→ Exercise
Copy out the listing below word for word, every line, with nothing changed.
==========
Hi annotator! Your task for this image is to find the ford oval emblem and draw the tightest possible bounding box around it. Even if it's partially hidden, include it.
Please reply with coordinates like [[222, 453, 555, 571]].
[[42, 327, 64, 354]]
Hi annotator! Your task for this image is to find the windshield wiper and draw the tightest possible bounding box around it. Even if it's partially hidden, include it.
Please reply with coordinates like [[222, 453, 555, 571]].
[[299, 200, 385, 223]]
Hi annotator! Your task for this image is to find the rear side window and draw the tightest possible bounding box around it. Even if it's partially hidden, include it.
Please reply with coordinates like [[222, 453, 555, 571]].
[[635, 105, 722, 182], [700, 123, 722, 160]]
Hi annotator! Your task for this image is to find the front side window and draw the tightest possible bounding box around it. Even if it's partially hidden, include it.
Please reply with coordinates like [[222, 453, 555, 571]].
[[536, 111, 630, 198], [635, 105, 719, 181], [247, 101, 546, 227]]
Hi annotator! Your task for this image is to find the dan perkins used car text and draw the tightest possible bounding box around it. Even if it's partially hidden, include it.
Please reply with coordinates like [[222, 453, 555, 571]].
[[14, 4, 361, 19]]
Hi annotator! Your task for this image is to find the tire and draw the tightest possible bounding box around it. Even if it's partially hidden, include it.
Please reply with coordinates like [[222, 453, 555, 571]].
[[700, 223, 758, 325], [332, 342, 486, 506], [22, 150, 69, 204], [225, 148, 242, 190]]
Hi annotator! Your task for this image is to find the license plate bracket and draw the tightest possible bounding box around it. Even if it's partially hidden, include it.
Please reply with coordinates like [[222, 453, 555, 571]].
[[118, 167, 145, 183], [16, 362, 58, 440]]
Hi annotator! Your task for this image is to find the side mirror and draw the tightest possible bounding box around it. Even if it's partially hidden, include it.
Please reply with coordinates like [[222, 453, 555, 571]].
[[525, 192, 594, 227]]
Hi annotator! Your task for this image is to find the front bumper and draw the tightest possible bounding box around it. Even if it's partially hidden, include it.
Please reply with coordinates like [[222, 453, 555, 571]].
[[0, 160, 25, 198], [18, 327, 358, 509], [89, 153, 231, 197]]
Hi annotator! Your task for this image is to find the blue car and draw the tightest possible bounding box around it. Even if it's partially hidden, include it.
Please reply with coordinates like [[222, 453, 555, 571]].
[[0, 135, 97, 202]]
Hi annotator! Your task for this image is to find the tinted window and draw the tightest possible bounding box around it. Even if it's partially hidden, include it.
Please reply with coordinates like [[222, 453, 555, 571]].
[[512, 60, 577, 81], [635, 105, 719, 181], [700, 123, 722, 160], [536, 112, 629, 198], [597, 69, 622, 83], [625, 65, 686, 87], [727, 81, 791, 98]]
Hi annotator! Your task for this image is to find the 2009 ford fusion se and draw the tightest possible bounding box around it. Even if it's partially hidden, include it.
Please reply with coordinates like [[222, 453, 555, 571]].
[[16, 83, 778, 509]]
==========
→ Exercise output
Hi annotator! Your task for this image is to find the ford oval emblem and draw the tightest possible bounding box around it. Even if it's partially hidden, include it.
Please reply with coordinates like [[222, 453, 555, 571]].
[[42, 327, 64, 354]]
Hi annotator! Your task for this image is to find the windshield wiper and draw the tightest possible bounding box around it. Even if it's partially hidden, include it.
Please reply with coordinates like [[222, 453, 555, 571]].
[[299, 200, 385, 223]]
Hi annotator! Your task for this image is to find the rear side window and draw the tightest possible bounding box around it. Even if it's partially hidden, include it.
Please reply with coordinates like [[222, 453, 555, 571]].
[[635, 105, 722, 182], [700, 123, 722, 160]]
Hi annotator! Your task for this image is to find the front side window and draw the tightest possible bounding box around it. Even if it's partially hidden, include it.
Please reply with coordinates like [[222, 453, 555, 571]].
[[536, 111, 630, 198], [635, 105, 719, 181], [247, 101, 546, 227]]
Hi annotator! Your task for this image is to find the dan perkins used car text and draw the tightest possible bounding box around it. Even if it's partially hidden, include it.
Please reply with coordinates like [[222, 453, 555, 571]].
[[14, 4, 361, 19]]
Hi annotator! Your task for this image is to find the tire and draw the tightest possible bounding box around it. Even if it's partially hidden, include it.
Please reply with coordinates like [[222, 453, 555, 571]].
[[700, 223, 758, 325], [332, 342, 486, 506], [22, 150, 69, 204], [225, 148, 242, 190]]
Hi annotator! Your task for this image is to find the license plate bracket and draw the tightest possible bounding box around it. Even if it's partially hidden, include it.
Please reply with coordinates like [[222, 453, 555, 571]].
[[118, 167, 145, 183], [16, 362, 58, 440]]
Hi annotator! Your task for this image is to find the side mirror and draw the tightest possible bounding box around it. Even if it's partially hidden, include it.
Please reply with coordinates like [[222, 453, 555, 571]].
[[525, 192, 594, 227]]
Hi annotator! Your task for this image is to find the front bumper and draw the tightest possible bounding box around it. Even if it's partially hidden, include it.
Please reply with coordinates like [[222, 453, 555, 571]].
[[0, 160, 25, 198], [18, 327, 358, 509], [89, 153, 231, 197]]
Hi annotator! Your task for this image is to find the blue car and draw the tightest possible bounding box around it. Even if it's partially hidden, include it.
Please reply with coordinates like [[222, 453, 555, 571]].
[[0, 135, 97, 202]]
Hi annotator! Your task for this image is to find the tinted window and draw the tightest possible bounding box around it. Even if it's partially hidden, include it.
Please reply with coordinates like [[222, 453, 555, 571]].
[[512, 60, 577, 81], [635, 105, 719, 181], [700, 123, 722, 160], [536, 112, 629, 198], [597, 69, 622, 83], [625, 65, 686, 87], [727, 81, 791, 98]]
Hi annotator! Your task for this image is to find the 2009 ford fusion se and draw the tightest possible bounding box around it. Even if it's partially hidden, include it.
Please reply with coordinates like [[222, 453, 555, 571]].
[[16, 83, 778, 509]]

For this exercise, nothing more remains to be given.